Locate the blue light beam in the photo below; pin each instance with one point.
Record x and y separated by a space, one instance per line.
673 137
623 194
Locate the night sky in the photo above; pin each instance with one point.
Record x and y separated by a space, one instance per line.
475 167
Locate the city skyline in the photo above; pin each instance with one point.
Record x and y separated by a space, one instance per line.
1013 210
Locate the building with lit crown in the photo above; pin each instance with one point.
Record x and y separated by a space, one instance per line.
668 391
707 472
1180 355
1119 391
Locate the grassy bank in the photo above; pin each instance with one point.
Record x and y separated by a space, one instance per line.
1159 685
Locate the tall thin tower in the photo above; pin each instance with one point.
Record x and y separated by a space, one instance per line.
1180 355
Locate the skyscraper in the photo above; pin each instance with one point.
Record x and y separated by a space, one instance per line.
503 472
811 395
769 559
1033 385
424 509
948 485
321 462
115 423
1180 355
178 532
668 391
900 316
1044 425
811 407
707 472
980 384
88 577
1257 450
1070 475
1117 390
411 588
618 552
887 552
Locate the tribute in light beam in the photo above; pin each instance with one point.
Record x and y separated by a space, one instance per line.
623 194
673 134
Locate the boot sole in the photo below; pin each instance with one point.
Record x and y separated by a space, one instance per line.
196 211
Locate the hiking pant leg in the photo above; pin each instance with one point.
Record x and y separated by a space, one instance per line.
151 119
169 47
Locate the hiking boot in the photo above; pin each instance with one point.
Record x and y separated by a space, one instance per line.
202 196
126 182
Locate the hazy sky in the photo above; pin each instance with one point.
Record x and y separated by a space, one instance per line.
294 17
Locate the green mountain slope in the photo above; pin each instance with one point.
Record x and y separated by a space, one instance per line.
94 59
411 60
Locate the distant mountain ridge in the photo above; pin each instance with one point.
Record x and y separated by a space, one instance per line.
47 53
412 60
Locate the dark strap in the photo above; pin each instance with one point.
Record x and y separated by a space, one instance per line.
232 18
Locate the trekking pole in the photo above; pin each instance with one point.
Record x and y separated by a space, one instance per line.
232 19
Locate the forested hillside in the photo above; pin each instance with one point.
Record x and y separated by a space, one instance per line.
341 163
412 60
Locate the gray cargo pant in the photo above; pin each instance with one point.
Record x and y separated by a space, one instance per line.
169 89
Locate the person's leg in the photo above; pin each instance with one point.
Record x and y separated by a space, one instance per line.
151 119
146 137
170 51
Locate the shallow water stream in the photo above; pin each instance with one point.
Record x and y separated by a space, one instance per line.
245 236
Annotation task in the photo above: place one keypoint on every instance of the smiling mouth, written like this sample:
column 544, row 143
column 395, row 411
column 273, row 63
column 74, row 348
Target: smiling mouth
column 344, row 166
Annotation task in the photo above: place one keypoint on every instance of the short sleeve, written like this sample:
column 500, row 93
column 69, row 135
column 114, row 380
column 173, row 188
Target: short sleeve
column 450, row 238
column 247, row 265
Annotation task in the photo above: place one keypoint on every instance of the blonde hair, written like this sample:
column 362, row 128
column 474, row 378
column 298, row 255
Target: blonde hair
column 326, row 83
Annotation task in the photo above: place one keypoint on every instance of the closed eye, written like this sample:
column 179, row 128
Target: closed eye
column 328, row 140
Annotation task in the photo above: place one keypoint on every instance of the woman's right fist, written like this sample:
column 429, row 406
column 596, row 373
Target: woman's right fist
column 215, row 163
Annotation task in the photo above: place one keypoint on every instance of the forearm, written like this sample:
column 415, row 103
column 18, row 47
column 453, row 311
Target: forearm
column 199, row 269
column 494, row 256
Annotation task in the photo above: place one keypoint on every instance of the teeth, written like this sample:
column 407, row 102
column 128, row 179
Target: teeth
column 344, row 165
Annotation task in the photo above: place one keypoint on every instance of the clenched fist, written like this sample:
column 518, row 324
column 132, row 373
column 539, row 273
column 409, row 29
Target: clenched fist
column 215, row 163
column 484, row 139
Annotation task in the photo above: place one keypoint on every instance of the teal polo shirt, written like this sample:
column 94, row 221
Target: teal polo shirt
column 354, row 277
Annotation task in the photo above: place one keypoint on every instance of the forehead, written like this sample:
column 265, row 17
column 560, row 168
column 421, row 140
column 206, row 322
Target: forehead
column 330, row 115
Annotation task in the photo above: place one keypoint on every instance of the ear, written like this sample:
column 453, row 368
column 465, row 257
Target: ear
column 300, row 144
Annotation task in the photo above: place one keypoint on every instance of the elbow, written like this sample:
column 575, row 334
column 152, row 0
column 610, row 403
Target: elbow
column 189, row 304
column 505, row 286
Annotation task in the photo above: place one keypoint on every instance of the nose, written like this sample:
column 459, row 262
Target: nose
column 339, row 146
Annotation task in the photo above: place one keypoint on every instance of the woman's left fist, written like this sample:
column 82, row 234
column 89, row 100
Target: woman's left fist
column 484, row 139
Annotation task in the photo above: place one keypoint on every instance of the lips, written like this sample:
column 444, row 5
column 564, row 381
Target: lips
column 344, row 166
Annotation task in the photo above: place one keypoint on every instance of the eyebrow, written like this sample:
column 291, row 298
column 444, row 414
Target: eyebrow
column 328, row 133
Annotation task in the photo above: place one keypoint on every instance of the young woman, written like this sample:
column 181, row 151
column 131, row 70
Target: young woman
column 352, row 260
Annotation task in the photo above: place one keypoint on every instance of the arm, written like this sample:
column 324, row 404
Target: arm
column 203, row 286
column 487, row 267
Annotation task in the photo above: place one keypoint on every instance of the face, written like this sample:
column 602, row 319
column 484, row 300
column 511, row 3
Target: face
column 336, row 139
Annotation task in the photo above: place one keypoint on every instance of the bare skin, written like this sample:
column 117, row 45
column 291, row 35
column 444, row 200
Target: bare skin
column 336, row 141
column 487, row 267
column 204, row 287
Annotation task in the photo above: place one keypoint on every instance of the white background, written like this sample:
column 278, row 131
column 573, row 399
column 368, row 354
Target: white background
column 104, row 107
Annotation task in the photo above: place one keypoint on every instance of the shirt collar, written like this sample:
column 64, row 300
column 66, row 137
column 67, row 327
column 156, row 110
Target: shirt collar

What is expected — Send back exactly the lines of the listing above starting at the one with "Target: teal polo shirt" and ending at the one with "column 575, row 334", inclusive, and no others.

Written answer —
Target: teal polo shirt
column 354, row 277
Annotation task in the photo above: place one keypoint on every instance of the forehead, written like this sample:
column 265, row 17
column 560, row 168
column 421, row 140
column 206, row 322
Target: forehead
column 330, row 115
Annotation task in the photo above: place one keypoint on every instance of the ear, written like this sample:
column 453, row 368
column 465, row 257
Target: ear
column 300, row 144
Annotation task in the photo above: place one keypoint on every instance of the elbow, written like this sample:
column 575, row 334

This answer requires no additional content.